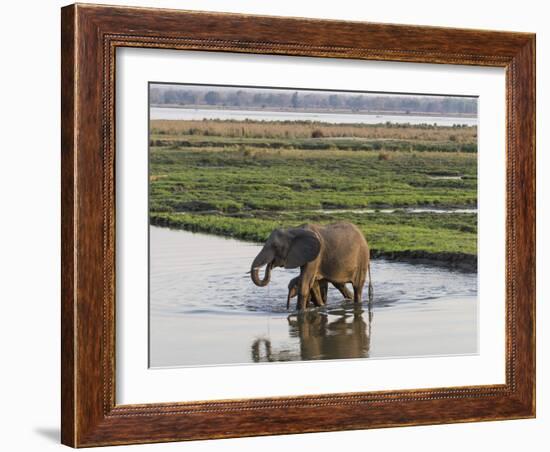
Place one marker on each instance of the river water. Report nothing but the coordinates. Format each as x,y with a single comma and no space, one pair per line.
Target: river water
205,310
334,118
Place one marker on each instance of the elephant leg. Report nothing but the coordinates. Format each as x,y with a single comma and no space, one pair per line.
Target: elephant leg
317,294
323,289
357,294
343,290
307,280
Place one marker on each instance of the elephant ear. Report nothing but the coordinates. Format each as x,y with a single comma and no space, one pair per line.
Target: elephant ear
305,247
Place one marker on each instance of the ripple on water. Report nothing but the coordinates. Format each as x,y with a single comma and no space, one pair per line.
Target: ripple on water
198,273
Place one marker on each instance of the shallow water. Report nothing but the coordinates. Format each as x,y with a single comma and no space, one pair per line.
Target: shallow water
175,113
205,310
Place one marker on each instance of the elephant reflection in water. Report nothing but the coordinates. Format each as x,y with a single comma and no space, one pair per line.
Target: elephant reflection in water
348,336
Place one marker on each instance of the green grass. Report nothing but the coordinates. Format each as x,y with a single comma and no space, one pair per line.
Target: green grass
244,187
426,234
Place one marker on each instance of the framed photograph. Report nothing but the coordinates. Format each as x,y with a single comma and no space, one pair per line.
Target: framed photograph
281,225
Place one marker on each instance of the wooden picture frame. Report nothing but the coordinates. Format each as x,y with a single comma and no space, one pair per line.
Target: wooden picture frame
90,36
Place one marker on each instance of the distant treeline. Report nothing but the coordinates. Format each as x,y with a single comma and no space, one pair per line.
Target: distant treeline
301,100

---

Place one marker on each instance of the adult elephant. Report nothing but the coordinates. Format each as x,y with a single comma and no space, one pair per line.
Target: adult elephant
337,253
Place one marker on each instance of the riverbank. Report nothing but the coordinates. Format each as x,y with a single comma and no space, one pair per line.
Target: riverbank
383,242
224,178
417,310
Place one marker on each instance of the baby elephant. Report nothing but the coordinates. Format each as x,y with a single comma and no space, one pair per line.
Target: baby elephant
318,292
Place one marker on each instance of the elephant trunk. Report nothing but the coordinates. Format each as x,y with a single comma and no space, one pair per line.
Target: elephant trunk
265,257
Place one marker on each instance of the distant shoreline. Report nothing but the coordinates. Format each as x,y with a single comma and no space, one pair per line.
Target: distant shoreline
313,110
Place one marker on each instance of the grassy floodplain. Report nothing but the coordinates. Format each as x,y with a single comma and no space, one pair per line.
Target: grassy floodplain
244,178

What to work on >> Find each line in the records above that contains the word "green" and copy those lines. Case counts.

Task response >>
Place one marker on each instance of the green grass. Report nothing but the coordinates. Format each as x,y with a single comma and no space, one pair per line.
Target: green grass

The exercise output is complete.